# START OF DOCUMENT PASSAGE
# One more.



## Tclem (Sep 4, 2017)

Canary wood and mahogany. Didn't have anything else to use for the mortar. Brick wall endgrain.

Reactions: Like 3 | EyeCandy! 6 | Way Cool 7


----------



## Ray D (Sep 4, 2017)

Stunning. I like the way the two go together.

Reactions: Thank You! 1 | Agree 2


----------



## The100road (Sep 4, 2017)

Very cool. I like that one a lot.

Reactions: Thank You! 1


----------



## Tony (Sep 4, 2017)

Great job Tony!

Reactions: Thank You! 1


----------



## Karl_99 (Sep 4, 2017)

Very nice job! ...but I can't help seeing pen blanks in there!

Reactions: Funny 3


----------



## ripjack13 (Sep 4, 2017)

Tbats awesome looking.
You should make a tutorial for us unknowing folk...

Reactions: Agree 2


----------



## Lou Currier (Sep 4, 2017)

Maybe we should send him a @rocky1 cutting board kit

Reactions: Like 1 | Funny 1


----------



## NYWoodturner (Sep 4, 2017)

Beautiful Tony. I don't know that you could have made a better choice for the mortar from a color perspective. I like that beveled edge too,

Reactions: Thank You! 1 | Agree 3


----------



## Tclem (Sep 4, 2017)

Karl_99 said:


> Very nice job! ...but I can't help seeing pen blanks in there!


I'm not even going to like this comment lol

Reactions: Funny 7


----------



## Tclem (Sep 4, 2017)

ripjack13 said:


> Tbats awesome looking.
> You should make a tutorial for us unknowing folk...


What's a too tore re el

Reactions: Funny 2


----------



## Tclem (Sep 4, 2017)

ripjack13 said:


> Tbats awesome looking.
> You should make a tutorial for us unknowing folk...


When I get some more wood I do a picture too tore re el but what I did was cut 28" long boards into three pieces. One board is 1/2 the width of the rest. It will go on one end. I ripped 1/8" pieces 28" long and put them between the boards. Now it is 12" wide by 28" x 1.5" thick.
# END OF DOCUMENT PASSAGE
# START OF SUPPLIED MATERIAL
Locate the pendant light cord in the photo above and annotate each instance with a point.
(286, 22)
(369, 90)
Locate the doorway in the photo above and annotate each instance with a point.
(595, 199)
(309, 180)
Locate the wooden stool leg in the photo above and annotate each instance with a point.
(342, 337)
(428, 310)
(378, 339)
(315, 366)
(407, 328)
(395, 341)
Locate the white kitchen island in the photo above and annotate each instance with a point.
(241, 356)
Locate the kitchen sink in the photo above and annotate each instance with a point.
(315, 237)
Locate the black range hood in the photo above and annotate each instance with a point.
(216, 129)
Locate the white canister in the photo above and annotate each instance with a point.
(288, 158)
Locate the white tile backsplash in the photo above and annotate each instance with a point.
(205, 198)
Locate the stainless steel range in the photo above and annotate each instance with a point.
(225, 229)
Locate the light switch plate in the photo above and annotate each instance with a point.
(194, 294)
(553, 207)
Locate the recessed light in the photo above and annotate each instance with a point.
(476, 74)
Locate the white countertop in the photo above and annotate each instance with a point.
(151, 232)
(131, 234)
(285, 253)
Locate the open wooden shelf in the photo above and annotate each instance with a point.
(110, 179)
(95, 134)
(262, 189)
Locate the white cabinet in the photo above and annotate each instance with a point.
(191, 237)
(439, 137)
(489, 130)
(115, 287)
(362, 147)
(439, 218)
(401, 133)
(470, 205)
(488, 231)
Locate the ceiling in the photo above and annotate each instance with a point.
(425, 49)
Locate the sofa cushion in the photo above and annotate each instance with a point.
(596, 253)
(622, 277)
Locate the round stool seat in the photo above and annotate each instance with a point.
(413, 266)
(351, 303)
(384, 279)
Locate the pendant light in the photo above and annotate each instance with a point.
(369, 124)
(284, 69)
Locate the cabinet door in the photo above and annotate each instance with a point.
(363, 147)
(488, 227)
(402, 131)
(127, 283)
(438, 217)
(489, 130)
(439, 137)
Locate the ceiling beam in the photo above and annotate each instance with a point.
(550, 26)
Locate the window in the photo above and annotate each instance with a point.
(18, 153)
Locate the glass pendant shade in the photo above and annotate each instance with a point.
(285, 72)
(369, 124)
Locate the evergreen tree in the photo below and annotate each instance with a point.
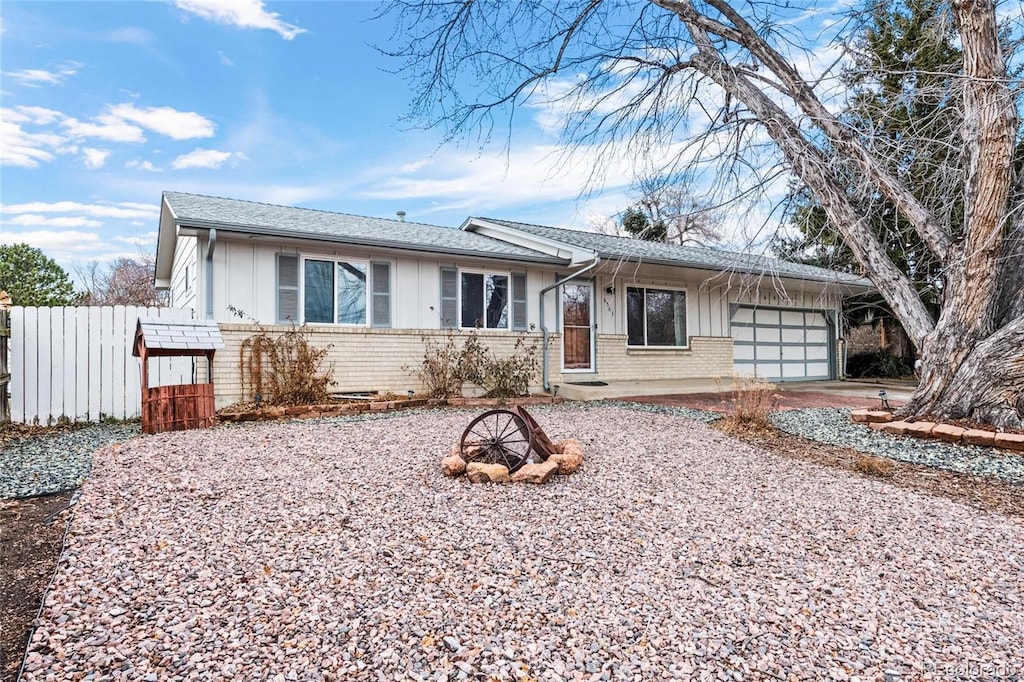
(33, 279)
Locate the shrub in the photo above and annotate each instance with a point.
(443, 369)
(509, 377)
(753, 398)
(283, 371)
(873, 466)
(877, 364)
(446, 367)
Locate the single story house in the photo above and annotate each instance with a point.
(607, 307)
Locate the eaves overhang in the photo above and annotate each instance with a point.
(564, 252)
(262, 230)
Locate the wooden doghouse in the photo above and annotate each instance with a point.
(183, 406)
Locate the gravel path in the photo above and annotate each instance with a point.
(55, 462)
(835, 426)
(337, 551)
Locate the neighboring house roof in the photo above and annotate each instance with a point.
(625, 248)
(256, 218)
(176, 335)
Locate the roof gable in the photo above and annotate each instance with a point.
(287, 221)
(625, 248)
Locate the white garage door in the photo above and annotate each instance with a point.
(778, 344)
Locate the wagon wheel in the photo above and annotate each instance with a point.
(498, 436)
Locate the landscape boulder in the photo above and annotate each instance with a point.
(479, 472)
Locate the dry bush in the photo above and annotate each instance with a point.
(753, 398)
(283, 371)
(873, 466)
(446, 367)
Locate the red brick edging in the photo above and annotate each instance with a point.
(339, 409)
(884, 421)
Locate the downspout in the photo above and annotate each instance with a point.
(544, 329)
(211, 245)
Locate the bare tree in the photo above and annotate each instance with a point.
(122, 282)
(687, 218)
(711, 88)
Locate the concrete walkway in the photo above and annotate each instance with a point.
(896, 389)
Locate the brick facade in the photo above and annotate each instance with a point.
(365, 359)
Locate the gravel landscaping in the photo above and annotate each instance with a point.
(834, 426)
(57, 461)
(335, 550)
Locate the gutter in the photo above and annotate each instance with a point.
(211, 245)
(546, 384)
(188, 223)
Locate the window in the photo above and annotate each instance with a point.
(484, 300)
(655, 317)
(334, 292)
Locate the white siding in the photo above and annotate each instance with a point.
(184, 273)
(245, 276)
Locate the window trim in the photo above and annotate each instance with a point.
(644, 288)
(508, 303)
(335, 260)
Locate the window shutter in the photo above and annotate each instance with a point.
(380, 297)
(288, 288)
(450, 298)
(519, 301)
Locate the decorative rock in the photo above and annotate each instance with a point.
# END OF SUPPLIED MATERIAL
**WHAT THE EXERCISE ASKS**
Carry on the forum thread about the brick-wall end-grain board in canary wood and mahogany, starting right after its last sentence.

**TASK RESULT**
Next I had a piece of mahogany that was 12" wide (same width as width of the board) and it was around 8" long. I ripped 1.25" pieces. (That's what the big board planed down to after glue up). I then flipped them up and ripped 1/8" thick piece (long mortar pieces) so they would be end grain as well
After planing the big board I ripped 1.25" pieces, flipped them up end grain and flipped every other piece. I then put the 12" long, 1/8" thin pieces from the second board, in between each ripped piece from the big board. Glued it up and finished it with a double bevel side and finger grooves.

Reactions: Like 2 | Informative 1


----------



## Nature Man (Sep 5, 2017)

Striking pattern! I really need to jump on the cutting board band wagon... Chuck

Reactions: Thank You! 1


----------



## ironman123 (Sep 5, 2017)

Had to do it huh Tony? One more and it had to be that good looking one.


----------



## Tclem (Sep 5, 2017)

ironman123 said:


> Had to do it huh Tony? One more and it had to be that good looking one.


Had to


----------



## CWS (Sep 5, 2017)

The only way it could be better is if it was shaped like Texas.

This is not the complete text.